┏━━

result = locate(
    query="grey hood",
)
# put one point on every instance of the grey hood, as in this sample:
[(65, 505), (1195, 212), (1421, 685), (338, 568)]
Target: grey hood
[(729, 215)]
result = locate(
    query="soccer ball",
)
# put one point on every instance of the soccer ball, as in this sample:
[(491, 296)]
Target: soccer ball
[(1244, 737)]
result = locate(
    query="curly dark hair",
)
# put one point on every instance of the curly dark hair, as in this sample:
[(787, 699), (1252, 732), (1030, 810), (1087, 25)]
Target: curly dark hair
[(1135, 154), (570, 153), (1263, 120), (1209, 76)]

┗━━
┏━━

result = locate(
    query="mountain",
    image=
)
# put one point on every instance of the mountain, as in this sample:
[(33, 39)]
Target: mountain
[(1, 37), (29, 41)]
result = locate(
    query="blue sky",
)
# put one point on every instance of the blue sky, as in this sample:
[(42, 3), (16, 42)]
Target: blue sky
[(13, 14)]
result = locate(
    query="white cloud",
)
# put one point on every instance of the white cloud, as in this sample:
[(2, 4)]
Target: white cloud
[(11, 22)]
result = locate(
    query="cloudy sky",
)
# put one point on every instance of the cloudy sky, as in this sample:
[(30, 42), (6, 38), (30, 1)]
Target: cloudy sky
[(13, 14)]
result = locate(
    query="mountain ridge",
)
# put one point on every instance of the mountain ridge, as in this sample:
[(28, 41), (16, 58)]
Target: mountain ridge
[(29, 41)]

┗━━
┏━━

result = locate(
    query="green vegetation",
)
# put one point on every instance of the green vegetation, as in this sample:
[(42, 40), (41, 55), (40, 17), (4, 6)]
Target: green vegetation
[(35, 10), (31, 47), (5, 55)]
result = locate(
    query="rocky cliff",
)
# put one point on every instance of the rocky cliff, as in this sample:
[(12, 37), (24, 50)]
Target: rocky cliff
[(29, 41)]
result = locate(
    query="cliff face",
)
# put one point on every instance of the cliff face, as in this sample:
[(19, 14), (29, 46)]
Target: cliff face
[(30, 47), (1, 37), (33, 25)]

┗━━

__What is needed__
Your task is to copy each line of the listing that holds the word "every".

__Exercise response__
# put one point on every instance of the grey hood, as in this sample:
# put one point on every instance of the soccer ball, as in this sample:
# put one point on every instance of the curly dark hair, as in this sample:
# put one point on every instance of the mountain, as in this sample:
# put one point on every instance of the blue sky, as in this sample:
# put one point on every instance of the white cloud, as in this sample:
# put one point on every instance of the cloudy sky, as in this sample:
# put one point on every instance of the mountain ridge, as in this sample:
# put one point on every instance of the green vegetation, as in this sample:
# put one point on every instance of the rocky cliff, as in this sample:
# put one point on every instance of the cliff face, as in this sample:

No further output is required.